(Named-object pointing items)
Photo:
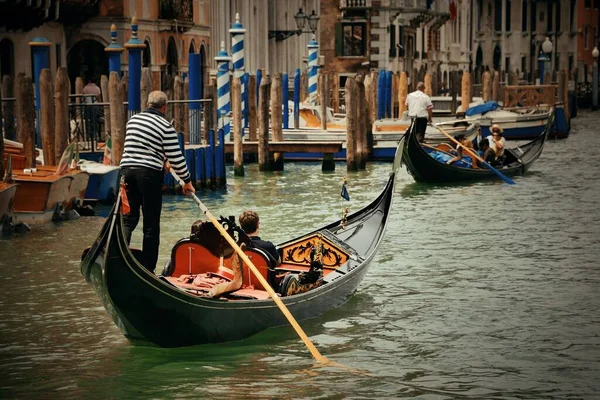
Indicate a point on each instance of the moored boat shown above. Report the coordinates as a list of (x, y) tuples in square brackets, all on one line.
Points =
[(456, 127), (422, 164), (319, 271), (521, 123), (102, 186), (7, 195)]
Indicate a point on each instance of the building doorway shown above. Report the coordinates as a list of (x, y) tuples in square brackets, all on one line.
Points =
[(7, 58), (497, 58), (88, 60)]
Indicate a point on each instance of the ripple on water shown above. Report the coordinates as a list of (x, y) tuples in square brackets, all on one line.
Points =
[(481, 290)]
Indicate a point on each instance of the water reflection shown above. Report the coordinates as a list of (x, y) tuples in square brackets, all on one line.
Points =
[(481, 290)]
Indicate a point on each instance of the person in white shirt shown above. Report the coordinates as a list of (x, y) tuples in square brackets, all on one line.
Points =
[(420, 109), (497, 144)]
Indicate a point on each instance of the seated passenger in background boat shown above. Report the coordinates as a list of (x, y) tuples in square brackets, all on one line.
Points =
[(484, 145), (250, 223), (497, 144), (463, 156)]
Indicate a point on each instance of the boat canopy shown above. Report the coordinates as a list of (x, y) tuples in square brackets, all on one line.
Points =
[(482, 108)]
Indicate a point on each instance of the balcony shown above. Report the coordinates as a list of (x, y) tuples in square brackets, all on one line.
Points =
[(406, 5), (355, 4), (176, 9)]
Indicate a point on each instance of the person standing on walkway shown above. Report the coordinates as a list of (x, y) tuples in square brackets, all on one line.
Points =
[(150, 140), (420, 110)]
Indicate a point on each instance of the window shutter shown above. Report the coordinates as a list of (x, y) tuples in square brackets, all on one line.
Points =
[(339, 40), (392, 40)]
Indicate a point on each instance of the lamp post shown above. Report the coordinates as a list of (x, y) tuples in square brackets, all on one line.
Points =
[(545, 58), (301, 19), (595, 54)]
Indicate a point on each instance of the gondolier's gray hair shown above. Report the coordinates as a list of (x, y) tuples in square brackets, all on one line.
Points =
[(157, 99)]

**Task objective:**
Output every line of the items above without changing any of them, leaving out the pictures.

**Task result:**
Photo:
Indicate a point on each instance of the moored boat shown above. Report the coordinates as a list of (x, y) tuples in square brackets, all on one line.
Points =
[(456, 127), (422, 164), (319, 271), (521, 123), (102, 186), (7, 195)]
Indicate a point on each instance of the building doorway shown above. Report the coordinates as a list of (x, y) tuples in square brackets, all on one line.
Points =
[(7, 58), (497, 58), (88, 60)]
Indicate a point on each instance of the ripple on water shown above. Report the coordinates as a list of (x, y) tuples in square brackets, all on one line.
Points =
[(481, 290)]
Indicate a point on each instance of the water reflection shown above. Report the coordinates as a list of (x, y) tuples in square brackets, all on one line.
Points =
[(481, 290)]
Indicate a point on each instance of the person in white shirt shown above. Report the coordinates as a list of (x, y) tuples in square brackets, all on one line.
Points =
[(420, 109), (497, 144)]
Indicate a point on each instance of the seated passenger in background boat shown above. Report the coordinates as a list of (x, y) tuples in square brackets, all on one line.
Points =
[(484, 145), (250, 223), (497, 144), (463, 156)]
Indicate a point on each instance of the boat canopy shown above. Report the coordinates as a list of (x, y) tuples in square brackets, all on one line.
Points =
[(482, 108)]
Indicate a point on each instance of the balcony shown above. Report the coordinates as a list of (x, y) tuples in square brackets, all on one line.
Points =
[(406, 5), (355, 4), (176, 9)]
Indicate a point on each instance of the person standing on walkway shown above. Report the coordinates as a list of (x, y) tuples in square brackets, all on one line.
Points =
[(150, 140), (420, 110)]
Indicate a point on each instance of the window shutter shown above. Report the coordinates as a list of (x, y) tuples in square brackets, all on one line.
Points =
[(339, 40), (392, 40)]
Indicate a point on each instance of the lamp post shown above. Report the coordinates as a list of (x, y) tuples in square brackets, all on one line.
Points =
[(545, 58), (301, 19), (595, 54)]
Indicate a point on each instance of the gondolier's gray hair shown above. Report the coordinates as a list of (x, y) tuples in square brackets, all on one line.
Points =
[(157, 99)]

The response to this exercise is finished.